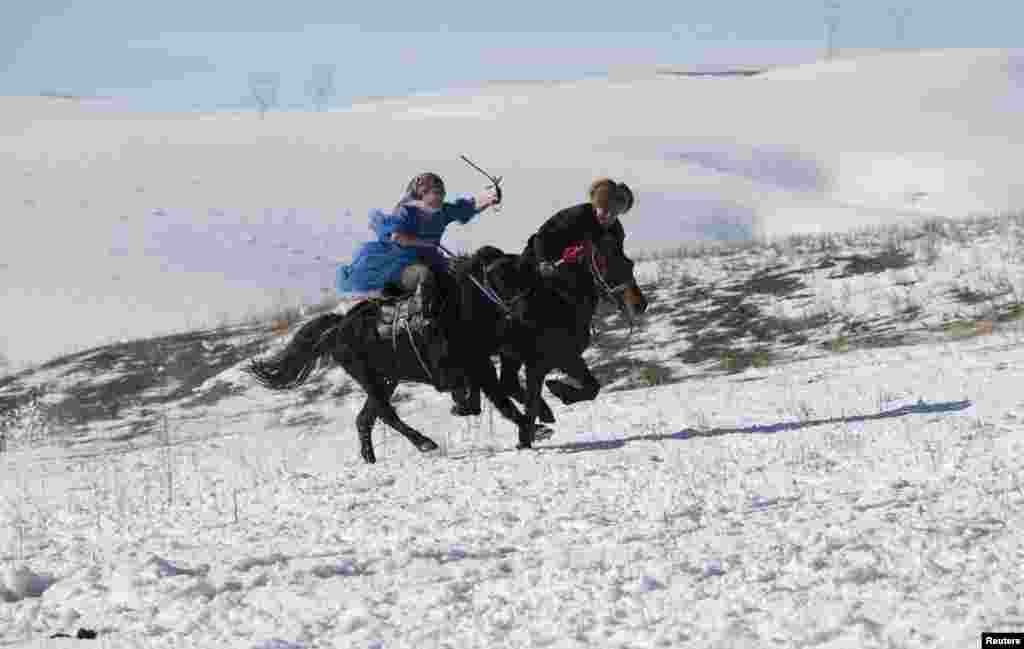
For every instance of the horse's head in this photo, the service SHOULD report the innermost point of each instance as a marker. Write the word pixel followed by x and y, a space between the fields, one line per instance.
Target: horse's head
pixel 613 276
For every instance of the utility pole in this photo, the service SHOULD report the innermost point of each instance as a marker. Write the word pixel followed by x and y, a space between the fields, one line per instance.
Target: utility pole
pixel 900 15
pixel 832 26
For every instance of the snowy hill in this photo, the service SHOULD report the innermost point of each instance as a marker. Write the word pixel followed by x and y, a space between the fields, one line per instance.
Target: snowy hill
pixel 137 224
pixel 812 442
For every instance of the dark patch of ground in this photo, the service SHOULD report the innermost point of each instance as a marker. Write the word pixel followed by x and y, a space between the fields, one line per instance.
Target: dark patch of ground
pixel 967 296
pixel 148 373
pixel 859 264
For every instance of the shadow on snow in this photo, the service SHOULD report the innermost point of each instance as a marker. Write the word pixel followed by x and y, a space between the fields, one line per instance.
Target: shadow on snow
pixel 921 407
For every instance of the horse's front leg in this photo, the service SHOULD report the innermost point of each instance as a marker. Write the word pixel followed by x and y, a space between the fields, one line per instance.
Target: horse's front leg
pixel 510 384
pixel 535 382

--

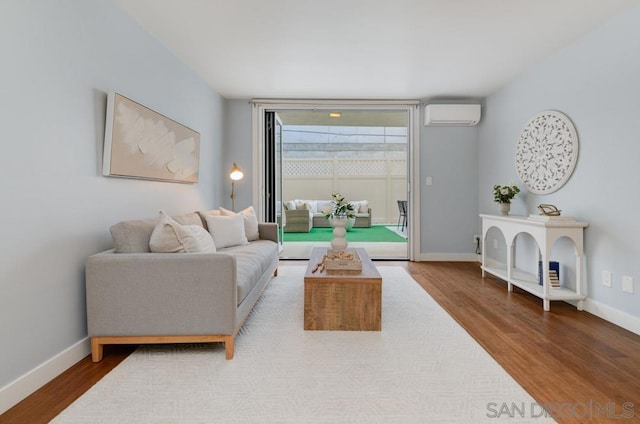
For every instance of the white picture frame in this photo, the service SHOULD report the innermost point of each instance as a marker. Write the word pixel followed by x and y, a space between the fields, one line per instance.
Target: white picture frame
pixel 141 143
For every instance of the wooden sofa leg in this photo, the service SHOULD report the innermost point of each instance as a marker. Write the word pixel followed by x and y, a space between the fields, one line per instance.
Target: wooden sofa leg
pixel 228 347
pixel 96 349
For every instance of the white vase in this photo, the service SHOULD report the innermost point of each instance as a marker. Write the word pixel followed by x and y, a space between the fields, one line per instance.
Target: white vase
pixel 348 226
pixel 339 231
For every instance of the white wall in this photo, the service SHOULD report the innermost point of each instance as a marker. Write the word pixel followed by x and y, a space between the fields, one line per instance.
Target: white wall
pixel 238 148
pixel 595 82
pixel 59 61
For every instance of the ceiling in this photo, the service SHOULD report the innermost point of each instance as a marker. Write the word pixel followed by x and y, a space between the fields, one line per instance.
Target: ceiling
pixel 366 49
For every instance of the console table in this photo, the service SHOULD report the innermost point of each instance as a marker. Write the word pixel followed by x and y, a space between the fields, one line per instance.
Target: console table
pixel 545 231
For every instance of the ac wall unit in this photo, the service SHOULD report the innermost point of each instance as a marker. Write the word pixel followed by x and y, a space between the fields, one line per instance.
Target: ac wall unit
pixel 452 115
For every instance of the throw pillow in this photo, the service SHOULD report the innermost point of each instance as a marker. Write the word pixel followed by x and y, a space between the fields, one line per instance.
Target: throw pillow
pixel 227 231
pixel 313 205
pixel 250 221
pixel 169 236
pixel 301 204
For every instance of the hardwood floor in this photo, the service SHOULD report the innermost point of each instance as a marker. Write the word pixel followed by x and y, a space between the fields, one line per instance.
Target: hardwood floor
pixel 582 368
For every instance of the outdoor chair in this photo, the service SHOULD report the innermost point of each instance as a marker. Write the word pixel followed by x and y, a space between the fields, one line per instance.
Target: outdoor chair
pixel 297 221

-- WORK TO COMPLETE --
From the entries above, print the lines beginning at the one with "For every instance of the white picture" and stopping after the one with "For every instance of the white vase", exactly as written and with nothing else.

-- WRITTEN RESPONSE --
For every instance of the white picture frame in this photo, the service SHOULD report the innermost point of each instance as a marker. Write the word pixel followed by x and y, a space between the fields, one line per instance.
Target: white picture frame
pixel 141 143
For every instance of the wooden sofa leg in this photo, the service SHOULD report the innermost point of each instance as a marker. Write the word pixel followed by x and y, a space between the fields, one line per instance.
Target: wooden sofa leg
pixel 228 347
pixel 96 349
For every instance of the white vase in this photo, the service SHOULD report the innermost point of each instance as a marker. Write the word pixel followed by x and y, a space between the fields, one line per instance.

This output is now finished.